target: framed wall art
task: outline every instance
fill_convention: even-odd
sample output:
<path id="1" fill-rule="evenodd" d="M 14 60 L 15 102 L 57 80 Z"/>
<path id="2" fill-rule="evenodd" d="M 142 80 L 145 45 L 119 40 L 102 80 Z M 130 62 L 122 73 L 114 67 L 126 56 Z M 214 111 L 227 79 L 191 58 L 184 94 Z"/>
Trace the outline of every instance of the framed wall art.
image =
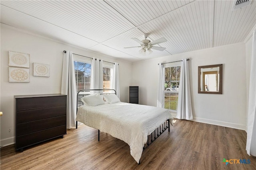
<path id="1" fill-rule="evenodd" d="M 34 76 L 50 77 L 50 65 L 36 63 L 33 64 Z"/>
<path id="2" fill-rule="evenodd" d="M 9 82 L 29 82 L 29 68 L 9 67 Z"/>
<path id="3" fill-rule="evenodd" d="M 29 68 L 29 54 L 9 51 L 9 66 Z"/>

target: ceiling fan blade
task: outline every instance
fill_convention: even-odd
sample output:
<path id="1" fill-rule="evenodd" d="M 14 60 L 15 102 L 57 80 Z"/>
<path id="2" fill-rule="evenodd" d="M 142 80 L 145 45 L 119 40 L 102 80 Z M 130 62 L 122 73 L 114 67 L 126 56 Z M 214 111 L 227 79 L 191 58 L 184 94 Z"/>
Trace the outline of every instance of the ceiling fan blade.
++++++++++++++++++++
## WHAT THIS TASK INVOLVES
Write out every one of the records above word for word, leaving out the pictures.

## WRITTEN SOLUTION
target: framed wall art
task: outline every instance
fill_convention: even-odd
sample output:
<path id="1" fill-rule="evenodd" d="M 14 60 L 15 102 L 57 80 Z"/>
<path id="2" fill-rule="evenodd" d="M 142 80 L 145 45 L 119 40 L 102 80 Z M 130 62 L 122 73 L 114 67 L 126 56 Z M 214 111 L 227 79 L 191 58 L 184 94 Z"/>
Trace the outline of every instance of the framed wall art.
image =
<path id="1" fill-rule="evenodd" d="M 34 76 L 50 77 L 50 65 L 36 63 L 33 64 Z"/>
<path id="2" fill-rule="evenodd" d="M 9 82 L 29 82 L 29 68 L 9 67 Z"/>
<path id="3" fill-rule="evenodd" d="M 29 68 L 29 54 L 9 51 L 9 66 Z"/>

target: ceiling fan blade
task: outline every instance
fill_convention: even-odd
sample output:
<path id="1" fill-rule="evenodd" d="M 14 60 L 15 102 L 57 80 Z"/>
<path id="2" fill-rule="evenodd" d="M 142 80 L 145 45 L 119 40 L 102 80 Z M 130 62 L 122 73 L 114 67 L 126 56 Z M 214 111 L 227 79 L 191 58 L 184 94 Z"/>
Trace the outline of every instance of the ceiling fan blade.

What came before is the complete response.